>> start DATA LINES

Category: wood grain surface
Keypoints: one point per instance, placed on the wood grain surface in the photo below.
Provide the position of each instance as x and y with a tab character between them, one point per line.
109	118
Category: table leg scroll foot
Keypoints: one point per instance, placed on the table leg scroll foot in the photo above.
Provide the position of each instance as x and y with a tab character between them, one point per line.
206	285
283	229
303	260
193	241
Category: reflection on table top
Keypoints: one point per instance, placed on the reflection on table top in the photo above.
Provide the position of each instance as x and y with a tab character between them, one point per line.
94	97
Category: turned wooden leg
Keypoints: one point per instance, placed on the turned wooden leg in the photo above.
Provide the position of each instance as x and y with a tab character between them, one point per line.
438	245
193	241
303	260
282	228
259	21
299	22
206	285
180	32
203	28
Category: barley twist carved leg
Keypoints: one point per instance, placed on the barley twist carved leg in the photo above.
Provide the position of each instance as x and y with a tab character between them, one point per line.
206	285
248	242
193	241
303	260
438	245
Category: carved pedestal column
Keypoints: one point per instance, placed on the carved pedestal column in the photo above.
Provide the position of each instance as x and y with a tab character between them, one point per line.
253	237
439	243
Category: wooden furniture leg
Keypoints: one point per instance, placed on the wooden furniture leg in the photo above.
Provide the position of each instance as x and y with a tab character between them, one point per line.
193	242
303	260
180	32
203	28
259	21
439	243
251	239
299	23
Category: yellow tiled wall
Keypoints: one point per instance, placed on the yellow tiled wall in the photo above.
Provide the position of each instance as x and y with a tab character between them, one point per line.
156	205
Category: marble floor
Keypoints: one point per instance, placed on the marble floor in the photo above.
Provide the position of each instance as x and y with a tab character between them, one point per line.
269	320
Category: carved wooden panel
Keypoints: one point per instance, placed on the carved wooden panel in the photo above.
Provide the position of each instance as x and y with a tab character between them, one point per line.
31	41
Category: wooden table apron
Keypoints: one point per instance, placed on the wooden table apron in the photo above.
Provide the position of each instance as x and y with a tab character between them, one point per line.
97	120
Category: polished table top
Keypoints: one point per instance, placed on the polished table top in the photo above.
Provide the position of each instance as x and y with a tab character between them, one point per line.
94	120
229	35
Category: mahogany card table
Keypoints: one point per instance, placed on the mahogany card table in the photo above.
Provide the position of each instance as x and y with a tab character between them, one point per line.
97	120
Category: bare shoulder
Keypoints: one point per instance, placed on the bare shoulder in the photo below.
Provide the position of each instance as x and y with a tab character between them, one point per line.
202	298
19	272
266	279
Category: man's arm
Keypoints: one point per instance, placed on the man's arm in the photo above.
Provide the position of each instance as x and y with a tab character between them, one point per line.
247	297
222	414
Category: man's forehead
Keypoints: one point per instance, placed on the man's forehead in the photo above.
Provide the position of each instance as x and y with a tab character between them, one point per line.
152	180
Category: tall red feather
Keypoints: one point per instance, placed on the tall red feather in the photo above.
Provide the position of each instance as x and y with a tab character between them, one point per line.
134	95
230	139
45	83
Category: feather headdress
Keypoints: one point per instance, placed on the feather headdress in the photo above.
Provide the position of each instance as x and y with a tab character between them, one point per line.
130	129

>> end DATA LINES

DIRECTIONS. Reproduce the listing above, substituting "single space" for each occurrence of "tab character" and leaving all other text as it is.

OUTPUT FOR THIS TASK.
Category: wood grain surface
Keypoints: one point per instance, placed on the wood grain surface in the photo below.
Provide the position of each instance as x and y with a single space between them, one point per line.
109	118
Category: table leg scroll foot
Keypoints: one point per instance, placed on the table leg scroll foot in the photo above.
Provide the position of each instance as x and y with a single space between them, one point per line.
206	285
283	229
303	260
193	241
Category: reflection on table top
Keypoints: one point per instance, placed on the reflection on table top in the photo above.
Provide the position of each instance as x and y with a single space between them, one point per line.
94	97
Category: turned wooden leg
Keypoints: one point per instance, placed on the turned wooden leg in the photo above.
Provide the position of each instance as x and y with a single space between them, one point per line.
438	245
193	241
303	260
282	228
259	21
299	22
206	285
180	32
203	28
Category: barley twist carved leg
Keypoints: one point per instance, placed on the barley twist carved leg in the photo above.
Provide the position of each instance as x and y with a single space between them, one point per line.
206	285
248	242
193	241
303	260
438	245
Category: carved pedestal column
Keypoints: one point per instance, placed on the carved pedestal column in the photo above.
Provide the position of each instance as x and y with a single space between them, one point per line.
253	237
439	243
Category: wooden furniture leg
Keypoints: one point per instance, placed on the wooden furniture leg in the photo above.
Provide the position of each instance as x and y with a single space between them, one point per line.
193	242
303	260
180	32
203	28
259	21
439	243
251	239
299	23
Category: yellow tiled wall
Keypoints: one point per instance, placed on the yellow tiled wall in the photo above.
Provide the position of each instance as x and y with a single space between them, one point per line.
156	205
Category: marble floor
Keypoints: one point per instance, placed on the marble floor in the photo above.
Provide the position of each instance as x and y with a single space between them, one point per line.
269	320
Category: carved wooden panel
Keypoints: one point per instance, placed on the carved wooden panel in the photo above.
Provide the position of each instance as x and y with a single space between them, one point per line.
31	41
Category: wooden table apron
Keypoints: one point per instance, placed on the wooden table apron in the photo above.
Provide the position of each instance as x and y with a single space between them, one point per line.
97	120
Category: polished table top
Keypoints: one point per instance, placed on the polished table top in the photo above.
Provide the position of each instance as x and y with a single space between them, one point per line.
94	120
229	35
Category: mahogany card table
Keypoints: one point per instance, placed on the mahogany card table in the photo above.
Provide the position of each instance as x and y with a single space between them, one point per line.
97	120
Category: bare shoulder
Keypoints: one point per instance, placed on the bare shoulder in the photo below.
Provide the position of each instance as x and y with a single space between them, one point per line.
202	298
19	272
266	279
Category: man's arm
Keypoints: one point per instance, placed on the man's arm in the photo above.
Provide the position of each instance as x and y with a single space between them, one point per line.
247	297
222	414
Category: man's forehead
Keypoints: one point per instance, placed on the man's forehead in the photo above.
Provide the position of each instance as x and y with a single space between them, one point per line.
152	180
Category: tall red feather
Keypoints: one point per instance, placed on the tall red feather in the photo above.
Provide the position of each instance as x and y with a single space between them, one point per line.
134	95
230	139
45	83
Category: feather headdress
Keypoints: one point per instance, placed on the feather headdress in the photo above.
Provide the position of each instance as x and y with a single space between them, one point per line.
130	129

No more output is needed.